Objective: To compare two methods of obtaining fetal cells from the endocervical canal for prenatal diagnosis during the first trimester: lavage with physiologic saline, and the endocervical passage of a cytobrush.
Methods: Fetal cells were identified morphologically using conventional and immunohistochemical staining. Y-specific sequences were detected using polymerase chain reaction (PCR) and fluorescent in situ hybridization. The presence of fetal DNA was also demonstrated by PCR amplification of a polymorphic short tandem repeat marker.

* * *

Pick up the abstract on collecting fetal cells from the endocervical canal after its last sentence and carry it on.

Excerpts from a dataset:
* * *

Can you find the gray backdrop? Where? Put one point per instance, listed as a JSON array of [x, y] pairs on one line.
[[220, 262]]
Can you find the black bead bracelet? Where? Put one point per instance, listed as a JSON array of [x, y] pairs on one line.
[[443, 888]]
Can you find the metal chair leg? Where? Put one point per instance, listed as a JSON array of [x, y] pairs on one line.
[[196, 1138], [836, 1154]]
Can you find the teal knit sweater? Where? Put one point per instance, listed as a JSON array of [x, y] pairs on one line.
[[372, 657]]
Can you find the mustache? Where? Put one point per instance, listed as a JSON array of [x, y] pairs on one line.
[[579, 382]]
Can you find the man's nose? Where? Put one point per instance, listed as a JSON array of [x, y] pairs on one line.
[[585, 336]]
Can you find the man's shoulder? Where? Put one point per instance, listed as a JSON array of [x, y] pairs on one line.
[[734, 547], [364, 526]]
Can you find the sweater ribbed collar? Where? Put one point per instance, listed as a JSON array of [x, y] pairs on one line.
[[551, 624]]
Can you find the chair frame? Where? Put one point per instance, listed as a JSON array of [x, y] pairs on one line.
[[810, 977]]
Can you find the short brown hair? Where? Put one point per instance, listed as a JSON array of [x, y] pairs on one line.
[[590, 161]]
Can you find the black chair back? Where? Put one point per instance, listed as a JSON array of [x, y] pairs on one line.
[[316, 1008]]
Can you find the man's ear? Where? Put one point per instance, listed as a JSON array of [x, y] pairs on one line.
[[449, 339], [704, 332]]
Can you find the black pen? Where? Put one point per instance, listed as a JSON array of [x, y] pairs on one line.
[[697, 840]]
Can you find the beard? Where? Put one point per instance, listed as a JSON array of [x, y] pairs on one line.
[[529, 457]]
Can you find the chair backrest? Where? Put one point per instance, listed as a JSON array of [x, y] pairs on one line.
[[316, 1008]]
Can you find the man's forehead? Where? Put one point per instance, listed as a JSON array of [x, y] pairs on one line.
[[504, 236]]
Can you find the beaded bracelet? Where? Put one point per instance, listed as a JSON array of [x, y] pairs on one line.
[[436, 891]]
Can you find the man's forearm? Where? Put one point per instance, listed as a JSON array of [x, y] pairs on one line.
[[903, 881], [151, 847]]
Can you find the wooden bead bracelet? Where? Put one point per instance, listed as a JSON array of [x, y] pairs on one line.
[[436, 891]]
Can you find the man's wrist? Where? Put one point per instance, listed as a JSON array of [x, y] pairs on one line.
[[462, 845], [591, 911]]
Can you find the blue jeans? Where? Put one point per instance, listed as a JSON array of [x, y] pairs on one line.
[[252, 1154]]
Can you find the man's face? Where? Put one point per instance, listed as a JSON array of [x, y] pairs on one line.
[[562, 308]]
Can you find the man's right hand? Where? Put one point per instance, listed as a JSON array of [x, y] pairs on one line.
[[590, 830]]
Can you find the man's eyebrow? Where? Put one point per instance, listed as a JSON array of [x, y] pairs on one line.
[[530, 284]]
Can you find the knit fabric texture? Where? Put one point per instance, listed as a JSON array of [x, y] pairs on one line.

* * *

Answer to this exercise >>
Results: Syncytiotrophoblast cells were identified in four of 11 lavage samples and in one of 11 brush samples. Sex determination using fluorescent in situ hybridization was achieved in all 11 lavage samples and in nine of 11 cytobrush samples; no Y sequences were located in two brush samples from male embryos. Sex determination was achieved successfully in all 22 samples using PCR of X- and Y-specific DNA sequences. Small tandem repeat pattern analysis indicated the presence of fetal DNA in five of 11 lavage samples and in one of eight cytobrush samples, which were informative because the maternal and fetal small tandem repeat patterns differed.
Conclusion: Although lavage retrieves more trophoblast cells than does brushing, both methods are potentially suitable for molecular prenatal diagnosis.